### [TESTO DELLA PAGINA]
Perché i pastori, anche a sud del Paese, cambiano abitudini

17-02-2021 di Freddie del Curatolo

Fino a qualche decina d’anni fa in Kenya non c’erano tantissimi cammelli.
Le zone in cui venivano utilizzati dai pastori locali erano soprattutto quelle semi-aride che vanno da Marsabit al lago Turkana, il deserto del Chalbi e la striscia di confine con la Somalia.
I Borana e i Gabra, in particolare, hanno sempre gestito mandrie di mucche e di cammelli. La loro resistenza ai climi più torridi e la possibilità di offrire latte molto nutriente e, all’occorrenza, carne, ne hanno fatto una risorsa importante. Senza contare che, come gli asini, i cammelli sono veicoli da trasporto capaci di caricare quintali.
Nelle loro zone vi sono mercati di compravendita di cammelli e l’importante Festival del Cammello di Maralal, con premi ai migliori allevatori ed esemplari e competizioni che, in tempi di turismo, attiravano migliaia di visitatori per l’unicità dell’evento in tutta l’Africa Subsahariana.
Le cose ultimamente sono cambiate: il cambiamento climatico e la minore prevedibilità dei fenomeni atmosferici hanno modificato le abitudini delle tribù seminomadi.

### [SERIE DI COMPITI]
A. Trascriva dal testo sui cammelli in Kenya il passo che va da "Perché i pastori, anche" fino a "di caricare quintali." incluso.
B. Elenchi tutte le zone in cui, secondo il testo sui cammelli in Kenya, i cammelli venivano utilizzati dai pastori locali.
C. Riprenda il testo sui cammelli in Kenya e lo prosegua dopo la sua ultima frase.

Voci provenienti da una fonte di dati

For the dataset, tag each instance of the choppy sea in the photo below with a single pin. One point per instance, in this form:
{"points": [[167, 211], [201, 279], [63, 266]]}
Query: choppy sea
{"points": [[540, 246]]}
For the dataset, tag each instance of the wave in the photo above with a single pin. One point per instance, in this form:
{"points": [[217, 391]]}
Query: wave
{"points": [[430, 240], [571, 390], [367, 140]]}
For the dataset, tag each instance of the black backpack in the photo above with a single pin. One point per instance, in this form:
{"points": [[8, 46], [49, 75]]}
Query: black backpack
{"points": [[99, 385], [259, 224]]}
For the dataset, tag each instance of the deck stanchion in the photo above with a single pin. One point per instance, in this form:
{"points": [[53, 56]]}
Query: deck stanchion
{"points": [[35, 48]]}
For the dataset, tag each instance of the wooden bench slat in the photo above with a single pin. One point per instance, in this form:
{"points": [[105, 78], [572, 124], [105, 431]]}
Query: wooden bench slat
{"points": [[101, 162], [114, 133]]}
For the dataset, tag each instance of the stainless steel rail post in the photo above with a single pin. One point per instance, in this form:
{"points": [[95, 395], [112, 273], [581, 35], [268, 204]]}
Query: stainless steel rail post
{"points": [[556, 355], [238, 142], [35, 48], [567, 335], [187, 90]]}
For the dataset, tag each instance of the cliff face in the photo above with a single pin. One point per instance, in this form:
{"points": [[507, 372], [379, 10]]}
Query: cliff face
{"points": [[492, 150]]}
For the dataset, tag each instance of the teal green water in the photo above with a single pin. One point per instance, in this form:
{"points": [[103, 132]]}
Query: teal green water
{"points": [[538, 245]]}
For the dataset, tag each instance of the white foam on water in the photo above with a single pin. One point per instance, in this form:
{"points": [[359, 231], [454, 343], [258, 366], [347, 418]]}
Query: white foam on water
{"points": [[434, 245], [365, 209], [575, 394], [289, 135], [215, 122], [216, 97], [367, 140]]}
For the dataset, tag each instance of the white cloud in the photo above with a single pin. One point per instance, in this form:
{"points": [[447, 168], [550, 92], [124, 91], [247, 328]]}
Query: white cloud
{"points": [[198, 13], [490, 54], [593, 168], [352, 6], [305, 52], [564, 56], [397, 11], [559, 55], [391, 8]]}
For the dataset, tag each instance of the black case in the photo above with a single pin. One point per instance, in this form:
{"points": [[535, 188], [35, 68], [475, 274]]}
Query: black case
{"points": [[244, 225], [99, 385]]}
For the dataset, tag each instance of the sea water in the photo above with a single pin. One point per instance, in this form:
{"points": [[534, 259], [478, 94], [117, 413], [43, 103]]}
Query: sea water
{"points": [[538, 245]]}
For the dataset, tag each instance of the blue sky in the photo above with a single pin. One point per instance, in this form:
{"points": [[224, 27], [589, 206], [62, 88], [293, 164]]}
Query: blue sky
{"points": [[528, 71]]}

### [RISPOSTE SEGUENTI]
A.
Perché i pastori, anche a sud del Paese, cambiano abitudini

17-02-2021 di Freddie del Curatolo

Fino a qualche decina d’anni fa in Kenya non c’erano tantissimi cammelli.
Le zone in cui venivano utilizzati dai pastori locali erano soprattutto quelle semi-aride che vanno da Marsabit al lago Turkana, il deserto del Chalbi e la striscia di confine con la Somalia.
I Borana e i Gabra, in particolare, hanno sempre gestito mandrie di mucche e di cammelli. La loro resistenza ai climi più torridi e la possibilità di offrire latte molto nutriente e, all’occorrenza, carne, ne hanno fatto una risorsa importante. Senza contare che, come gli asini, i cammelli sono veicoli da trasporto capaci di caricare quintali.

B.
- Le zone semi-aride che vanno da Marsabit al lago Turkana
- Il deserto del Chalbi
- La striscia di confine con la Somalia

C.
La siccità a cavallo tra il 2005 e il 2006, inoltre, ha fatto sì che le mandrie di bovini, capre e pecore dei pastori delle regioni del Nord del Kenya diminuissero di un terzo in un solo anno, portando alla fame gran parte della popolazione che conta solo sull’allevamento per sopravvivere.
L’aumento esponenziale dell’allevamento di cammelli è così spiegato e piano piano anche in altre zone del Paese altre tribù, come gli Orma e piccoli ceppi di origine somala, hanno iniziato a fare lo stesso. I cammelli sono stati importati in larga parte dai somali negli anni Ottanta, e da una decina d’anni il commercio ha avuto un nuovo impulso.
L’utilizzo della carne di cammello nelle macellerie, più ancora di quella d’asino che è andata a supplire alla mancanza di carne bovina e all’aumento dei prezzi di quella di capra e agnello, ha convinto molti pastori anche del sud del Kenya a convertire parte del loro bestiame.
Piano piano si sono resi conto che i cammelli hanno bisogno di meno acqua per vivere, mangiano una più ampia varietà di vegetazione e producono fino a sei volte più latte delle specie bovine indigene. In soli dieci anni, dal 1999 al 2009, la popolazione di cammelli in Kenya è passata da 800.000 a 3 milioni. Oggi si calcola che gli esemplari siano già raddoppiati rispetto a quelle stime.
Non è quindi un caso che appena fuori Malindi, sulla strada asfaltata che conduce al parco nazionale dello Tsavo, si vedano costantemente grosse mandrie di cammelli, accompagnate da pastori di origine somala, nel loro spostamento dalle regioni del Tana River e da quelle più vicine alla Somalia, come Hola e Garissa, fino ai mercati della Rift Valley, dove venderli, soprattutto per la macellazione.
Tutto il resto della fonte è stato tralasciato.